__Record extracts__
● ● ● ● ●
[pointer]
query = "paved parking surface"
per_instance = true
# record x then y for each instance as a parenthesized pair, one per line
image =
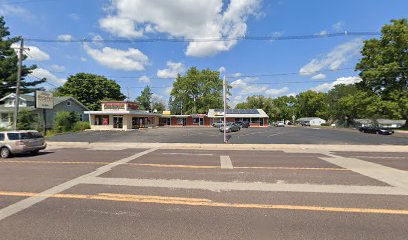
(203, 194)
(271, 135)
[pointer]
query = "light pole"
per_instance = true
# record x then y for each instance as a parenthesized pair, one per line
(225, 107)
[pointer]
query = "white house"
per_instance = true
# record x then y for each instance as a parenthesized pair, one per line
(314, 121)
(27, 102)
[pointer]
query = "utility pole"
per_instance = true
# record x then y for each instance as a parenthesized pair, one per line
(17, 99)
(225, 107)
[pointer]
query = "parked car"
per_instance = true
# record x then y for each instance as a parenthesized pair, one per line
(230, 127)
(305, 124)
(280, 124)
(376, 130)
(243, 124)
(218, 124)
(25, 141)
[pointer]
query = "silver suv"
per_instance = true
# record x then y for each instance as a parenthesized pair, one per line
(24, 141)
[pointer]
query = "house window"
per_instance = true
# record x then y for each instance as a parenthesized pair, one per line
(5, 118)
(101, 120)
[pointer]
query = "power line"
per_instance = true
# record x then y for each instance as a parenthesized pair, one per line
(24, 2)
(239, 76)
(208, 39)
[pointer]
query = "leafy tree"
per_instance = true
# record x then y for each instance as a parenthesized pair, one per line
(286, 108)
(312, 104)
(384, 66)
(65, 121)
(145, 99)
(336, 110)
(8, 65)
(90, 89)
(196, 92)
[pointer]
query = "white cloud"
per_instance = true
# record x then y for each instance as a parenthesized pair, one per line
(121, 27)
(97, 40)
(323, 33)
(246, 88)
(57, 68)
(65, 37)
(339, 26)
(334, 59)
(343, 80)
(319, 76)
(34, 53)
(183, 19)
(44, 73)
(236, 75)
(276, 92)
(74, 16)
(144, 79)
(222, 69)
(130, 60)
(172, 70)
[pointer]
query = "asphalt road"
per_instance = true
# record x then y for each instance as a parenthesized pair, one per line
(271, 135)
(204, 194)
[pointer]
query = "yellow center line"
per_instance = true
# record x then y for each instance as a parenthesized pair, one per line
(295, 168)
(204, 202)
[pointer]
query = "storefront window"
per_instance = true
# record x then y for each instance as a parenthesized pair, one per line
(255, 120)
(101, 120)
(179, 121)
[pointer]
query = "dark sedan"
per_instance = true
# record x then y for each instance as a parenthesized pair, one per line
(376, 130)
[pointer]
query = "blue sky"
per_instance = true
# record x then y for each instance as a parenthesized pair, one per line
(314, 63)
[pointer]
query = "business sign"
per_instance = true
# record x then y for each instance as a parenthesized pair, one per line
(133, 106)
(114, 106)
(44, 100)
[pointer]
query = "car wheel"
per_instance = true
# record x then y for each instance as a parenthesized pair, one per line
(35, 152)
(5, 152)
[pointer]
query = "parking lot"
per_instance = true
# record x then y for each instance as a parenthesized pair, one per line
(270, 135)
(155, 193)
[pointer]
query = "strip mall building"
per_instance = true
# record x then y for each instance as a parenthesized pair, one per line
(117, 115)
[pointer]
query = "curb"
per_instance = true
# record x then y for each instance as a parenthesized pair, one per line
(276, 147)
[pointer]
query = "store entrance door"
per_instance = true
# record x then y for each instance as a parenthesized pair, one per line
(117, 121)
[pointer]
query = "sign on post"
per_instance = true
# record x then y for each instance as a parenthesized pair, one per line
(44, 100)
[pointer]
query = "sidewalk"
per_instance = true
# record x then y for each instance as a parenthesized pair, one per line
(276, 147)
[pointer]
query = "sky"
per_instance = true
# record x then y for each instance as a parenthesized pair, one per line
(117, 44)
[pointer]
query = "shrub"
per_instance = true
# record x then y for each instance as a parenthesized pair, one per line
(64, 121)
(28, 120)
(81, 126)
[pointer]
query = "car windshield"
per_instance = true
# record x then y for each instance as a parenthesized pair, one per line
(30, 135)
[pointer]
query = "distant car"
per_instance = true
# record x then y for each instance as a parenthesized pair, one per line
(305, 124)
(376, 130)
(243, 124)
(280, 124)
(25, 141)
(230, 127)
(218, 124)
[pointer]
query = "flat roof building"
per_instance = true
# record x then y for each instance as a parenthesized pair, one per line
(119, 115)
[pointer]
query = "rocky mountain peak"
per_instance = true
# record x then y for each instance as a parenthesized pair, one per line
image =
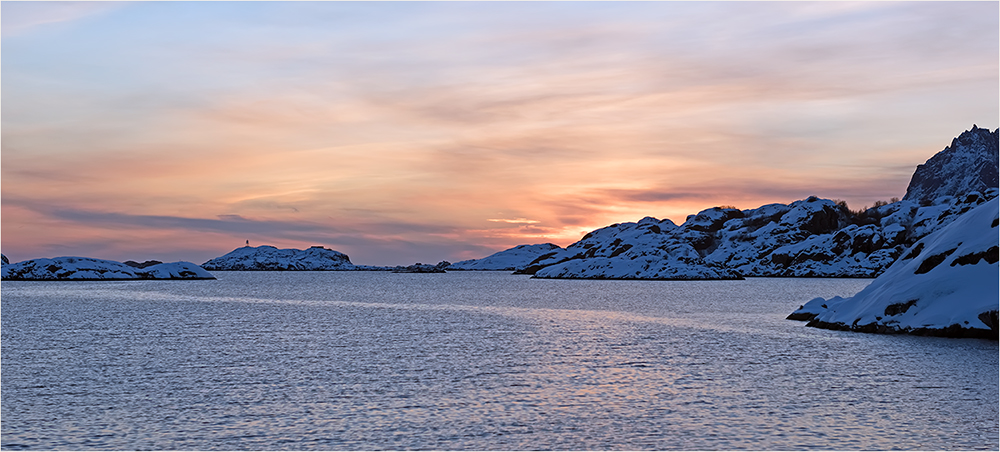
● ● ● ● ●
__Task description__
Without the pictures, set down every entry exactly.

__Response to the exercise__
[pointer]
query = "paved parking surface"
per_instance = true
# record x then y for each instance as a parenthesized pair, one per line
image =
(203, 194)
(271, 135)
[pointer]
query = "light pole"
per_instance = true
# record x then y for each instance as a parenthesized pair, one per line
(225, 107)
[pointer]
query = "white house"
per_instance = true
# record x then y for each instance as a parenthesized pair, one per line
(314, 121)
(27, 102)
[pointer]
query = "utility pole"
per_instance = true
# record x then y for each instance as a parenthesized pair, one per line
(17, 99)
(225, 107)
[pointer]
query = "parked car"
per_instance = true
# record x then y for each instance as a parenthesized pair, one per line
(230, 127)
(305, 124)
(280, 124)
(376, 130)
(243, 124)
(218, 124)
(25, 141)
[pointer]
query = "silver suv"
per_instance = true
# record x then y for each instance as a parenthesized pair, one per line
(24, 141)
[pointer]
query = "house window"
per_instance = true
# record x then y for each instance as a parenthesized pair, one per line
(5, 118)
(101, 120)
[pointer]
query = "power line"
per_instance = true
# record x then y for each instance as a parenthesized pair, one per line
(24, 2)
(239, 76)
(208, 39)
[pointer]
query = "leafy tree"
per_instance = true
# record x then y for each instance as a parenthesized pair, one per line
(286, 108)
(312, 104)
(384, 66)
(65, 121)
(145, 99)
(336, 110)
(8, 65)
(90, 89)
(196, 92)
[pointer]
query = "white cloud"
per_instance = true
# record x then y for each instance as a parenthesized pair, one per line
(121, 27)
(97, 40)
(323, 33)
(246, 88)
(57, 68)
(65, 37)
(339, 26)
(334, 59)
(343, 80)
(319, 76)
(34, 53)
(183, 19)
(44, 73)
(236, 75)
(276, 92)
(74, 16)
(144, 79)
(222, 69)
(130, 60)
(172, 70)
[pointer]
query = "asphalt road"
per_instance = true
# record x then y for each instance as a parenthesized pair, one per line
(271, 135)
(204, 194)
[pointer]
query = "yellow center line"
per_instance = true
# record x then y for each instance as a parenthesized pair, one per line
(295, 168)
(204, 202)
[pointer]
query = "storefront window"
per_instance = true
# record x then y for each instance as a parenthesized pair, one per line
(255, 120)
(101, 120)
(179, 121)
[pointer]
query = "dark sedan"
per_instance = true
# record x then y for each instance as a parenthesized pair, one per line
(376, 130)
[pointer]
query = "blue sky"
per_instance = true
# record x then y for each instance as a parenthesized pair, one per line
(314, 63)
[pointer]
query = "business sign"
per_instance = true
# record x then y for each instance as a parenthesized pair, one per line
(133, 106)
(114, 106)
(44, 100)
[pointer]
query = "car wheel"
per_instance = true
# record x then y for each instance as a parenthesized pair, one per line
(35, 152)
(5, 152)
[pointer]
query = "parking lot"
per_instance = true
# record x then y for each instance as a parenthesized pair, one per line
(270, 135)
(155, 193)
[pointer]
query = "strip mall building"
per_instance = true
# record x then y for each instance as a parenthesized pair, one per line
(117, 115)
[pointer]
query = "curb"
per_instance = true
# record x then y for each instance as a parenthesized pair, one per line
(276, 147)
[pointer]
query = "store entrance door"
per_instance = true
# record x then y for each instance as a parenthesized pair, one per line
(117, 121)
[pointer]
query = "sign on post"
per_instance = true
# record x then y for each instance as a parenthesized pair, one per line
(44, 100)
[pointer]
query = "sidewalk"
per_instance = true
# record x then y for each instance as a parenthesized pair, one per line
(276, 147)
[pointer]
query = "sky"
per_instance = true
# record x then y for each instance as a parenthesized pair, one per line
(117, 44)
[pointer]
query = "shrub"
per_instance = true
# record x then y for each instance as a parenthesized pair, one per line
(64, 121)
(28, 120)
(81, 126)
[pointer]
query = "car windshield"
per_instance = true
# record x then y for each instance as a parenthesized pair, one per line
(30, 135)
[pointer]
query = "distant car"
per_instance = true
# record x then y for each instance as a parenthesized pair, one per line
(305, 124)
(376, 130)
(243, 124)
(280, 124)
(25, 141)
(230, 127)
(218, 124)
[pointer]
query = "flat roof building"
per_instance = true
# record x then y for each instance as a parenthesized pair, one per line
(119, 115)
[pointer]
query = "rocky mountain peak"
per_instance = true
# record x then y for each instance as a parenthesized pair, one per line
image =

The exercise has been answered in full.